[Segmentation annotation records]
◆ ◆ ◆ ◆
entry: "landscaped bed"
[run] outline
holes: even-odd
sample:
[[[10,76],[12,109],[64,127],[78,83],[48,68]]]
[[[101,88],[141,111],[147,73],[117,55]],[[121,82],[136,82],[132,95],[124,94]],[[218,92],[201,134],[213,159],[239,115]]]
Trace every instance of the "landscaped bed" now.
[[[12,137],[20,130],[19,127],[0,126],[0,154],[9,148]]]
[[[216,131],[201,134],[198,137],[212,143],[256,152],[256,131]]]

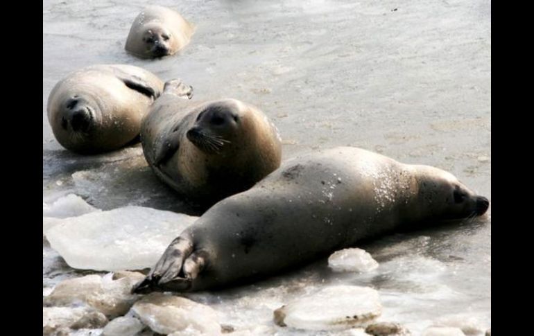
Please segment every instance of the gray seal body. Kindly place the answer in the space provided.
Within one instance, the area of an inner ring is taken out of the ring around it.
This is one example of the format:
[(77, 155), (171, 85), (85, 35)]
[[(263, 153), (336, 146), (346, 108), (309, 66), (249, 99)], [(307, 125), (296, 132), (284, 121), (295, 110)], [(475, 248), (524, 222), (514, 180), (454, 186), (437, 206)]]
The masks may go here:
[(184, 231), (135, 290), (200, 290), (262, 277), (422, 223), (484, 213), (444, 170), (339, 147), (285, 161)]

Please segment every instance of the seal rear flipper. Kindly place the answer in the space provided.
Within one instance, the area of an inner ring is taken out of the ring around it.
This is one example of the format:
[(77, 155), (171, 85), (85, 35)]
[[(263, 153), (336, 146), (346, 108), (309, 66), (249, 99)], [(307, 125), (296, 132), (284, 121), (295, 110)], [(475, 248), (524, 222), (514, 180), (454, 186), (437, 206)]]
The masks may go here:
[[(176, 129), (175, 129), (176, 130)], [(154, 148), (154, 166), (159, 167), (171, 159), (180, 148), (180, 134), (173, 130)]]
[(182, 80), (178, 78), (165, 82), (163, 92), (187, 99), (193, 98), (193, 87), (184, 84)]
[(137, 76), (119, 76), (117, 78), (122, 80), (124, 85), (130, 89), (137, 91), (142, 95), (146, 96), (153, 100), (155, 100), (162, 94), (161, 91), (157, 88), (151, 87), (148, 82)]

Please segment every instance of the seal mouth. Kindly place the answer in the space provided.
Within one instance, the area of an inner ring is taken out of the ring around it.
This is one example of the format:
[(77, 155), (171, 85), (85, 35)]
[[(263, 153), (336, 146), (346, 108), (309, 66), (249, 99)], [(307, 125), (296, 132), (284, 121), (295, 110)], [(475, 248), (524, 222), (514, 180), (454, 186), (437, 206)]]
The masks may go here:
[(193, 145), (209, 154), (218, 153), (225, 143), (230, 143), (222, 136), (207, 133), (198, 127), (189, 129), (186, 135)]
[(89, 106), (84, 105), (76, 109), (76, 111), (69, 112), (67, 116), (61, 118), (61, 127), (68, 132), (69, 125), (74, 133), (87, 132), (91, 128), (94, 112)]
[(71, 117), (71, 127), (74, 132), (87, 132), (91, 127), (94, 112), (89, 106), (75, 111)]
[(152, 48), (152, 55), (153, 55), (154, 57), (162, 58), (169, 55), (169, 49), (158, 44)]

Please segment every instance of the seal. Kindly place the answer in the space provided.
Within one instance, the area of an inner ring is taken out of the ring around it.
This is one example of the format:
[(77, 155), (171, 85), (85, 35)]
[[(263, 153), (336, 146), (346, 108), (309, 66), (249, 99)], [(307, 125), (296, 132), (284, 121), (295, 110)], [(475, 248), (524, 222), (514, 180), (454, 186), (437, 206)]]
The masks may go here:
[(173, 83), (144, 119), (141, 143), (156, 175), (182, 197), (212, 205), (280, 166), (279, 136), (259, 109), (236, 99), (189, 101)]
[(81, 154), (116, 150), (138, 136), (143, 117), (163, 88), (155, 75), (137, 67), (83, 68), (51, 91), (49, 121), (67, 149)]
[(135, 292), (221, 288), (294, 269), (401, 229), (481, 215), (487, 198), (451, 174), (339, 147), (303, 155), (210, 208)]
[(175, 10), (150, 6), (134, 20), (125, 48), (141, 58), (173, 55), (189, 43), (193, 33), (193, 26)]

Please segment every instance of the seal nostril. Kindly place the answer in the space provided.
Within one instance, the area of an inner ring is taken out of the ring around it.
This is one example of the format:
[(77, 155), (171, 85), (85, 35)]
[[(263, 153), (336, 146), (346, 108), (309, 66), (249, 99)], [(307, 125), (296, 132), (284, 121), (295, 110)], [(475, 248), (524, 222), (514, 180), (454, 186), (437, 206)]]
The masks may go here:
[(69, 125), (69, 122), (68, 122), (68, 121), (67, 121), (67, 119), (65, 118), (65, 117), (62, 117), (62, 118), (61, 118), (61, 127), (62, 127), (63, 130), (67, 130), (67, 126), (68, 125)]
[(77, 111), (72, 115), (71, 125), (75, 132), (85, 131), (89, 128), (91, 117), (85, 111)]
[(476, 213), (482, 215), (490, 207), (490, 201), (484, 197), (479, 197), (476, 199)]
[(187, 137), (189, 138), (189, 137), (191, 137), (191, 136), (193, 136), (193, 137), (198, 136), (198, 135), (200, 135), (200, 132), (198, 130), (198, 128), (193, 127), (193, 128), (189, 129), (189, 131), (187, 131)]

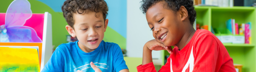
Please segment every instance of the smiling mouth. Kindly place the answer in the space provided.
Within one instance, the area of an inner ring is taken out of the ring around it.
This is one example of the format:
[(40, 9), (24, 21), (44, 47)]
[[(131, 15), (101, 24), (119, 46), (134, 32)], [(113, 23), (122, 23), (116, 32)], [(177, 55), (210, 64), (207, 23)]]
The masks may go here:
[(93, 40), (91, 40), (90, 41), (88, 41), (88, 42), (94, 42), (95, 41), (96, 41), (96, 40), (98, 40), (98, 39), (94, 39)]
[(160, 37), (160, 39), (161, 39), (161, 40), (163, 40), (163, 38), (164, 38), (166, 36), (166, 34), (167, 34), (167, 32), (166, 32), (166, 33), (165, 33), (164, 34), (163, 34), (163, 35), (162, 35), (162, 36), (161, 36), (161, 37)]

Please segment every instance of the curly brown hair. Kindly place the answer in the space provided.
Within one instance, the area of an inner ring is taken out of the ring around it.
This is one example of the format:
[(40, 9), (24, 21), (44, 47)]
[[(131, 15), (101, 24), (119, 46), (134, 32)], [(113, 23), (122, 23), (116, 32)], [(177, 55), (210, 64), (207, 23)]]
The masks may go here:
[(148, 9), (156, 3), (161, 1), (165, 2), (165, 4), (167, 5), (167, 7), (170, 9), (177, 12), (180, 9), (181, 6), (185, 7), (188, 10), (188, 18), (190, 23), (193, 25), (196, 18), (196, 12), (194, 7), (193, 0), (143, 0), (141, 9), (144, 14), (146, 14)]
[[(67, 0), (62, 6), (61, 10), (68, 24), (73, 28), (74, 13), (82, 14), (89, 11), (102, 13), (105, 21), (108, 15), (108, 7), (104, 0)], [(99, 17), (96, 14), (95, 17)]]

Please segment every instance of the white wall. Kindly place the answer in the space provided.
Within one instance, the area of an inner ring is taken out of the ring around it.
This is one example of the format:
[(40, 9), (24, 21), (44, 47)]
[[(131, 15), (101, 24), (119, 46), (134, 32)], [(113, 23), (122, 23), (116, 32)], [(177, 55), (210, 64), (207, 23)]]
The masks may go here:
[[(126, 49), (129, 57), (142, 57), (143, 48), (155, 39), (147, 24), (145, 15), (140, 9), (142, 0), (127, 0)], [(160, 51), (153, 51), (152, 58), (160, 59)]]

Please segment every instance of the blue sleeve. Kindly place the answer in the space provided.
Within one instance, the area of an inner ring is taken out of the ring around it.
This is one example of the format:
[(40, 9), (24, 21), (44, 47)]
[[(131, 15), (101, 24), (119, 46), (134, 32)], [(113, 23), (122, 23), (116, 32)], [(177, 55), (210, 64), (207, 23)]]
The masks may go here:
[(124, 56), (121, 48), (117, 44), (114, 44), (113, 47), (113, 59), (114, 71), (118, 72), (123, 69), (127, 69), (127, 66), (125, 64)]
[(57, 47), (41, 72), (64, 72), (65, 65), (64, 54)]

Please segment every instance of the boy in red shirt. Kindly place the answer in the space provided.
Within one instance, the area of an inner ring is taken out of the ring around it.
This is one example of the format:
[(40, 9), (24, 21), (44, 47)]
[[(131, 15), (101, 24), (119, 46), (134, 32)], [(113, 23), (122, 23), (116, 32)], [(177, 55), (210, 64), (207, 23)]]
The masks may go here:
◆ ◆ ◆ ◆
# STATED TASK:
Retype the lines of the data above, unchanged, from the line with "Please segment every instance of the smiling" to the line with "36), (161, 37)]", both included.

# RESPONSE BELOW:
Please segment every instance of the smiling mouth. Kindly place the answer in the space provided.
Within one instance, the area of an inner ring is taken out of the ring around it.
This is one example of the format:
[(40, 9), (24, 21), (44, 47)]
[[(131, 15), (101, 24), (119, 46), (134, 32)], [(113, 23), (122, 23), (116, 32)], [(177, 55), (210, 64), (207, 23)]]
The masks may go here:
[(93, 40), (91, 40), (90, 41), (88, 41), (88, 42), (94, 42), (95, 41), (96, 41), (96, 40), (98, 40), (98, 39), (94, 39)]
[(160, 37), (160, 39), (161, 39), (161, 40), (163, 40), (163, 38), (164, 38), (166, 36), (166, 34), (167, 34), (167, 32), (166, 32), (166, 33), (165, 33), (164, 34), (163, 34), (163, 35), (162, 35), (162, 36), (161, 36), (161, 37)]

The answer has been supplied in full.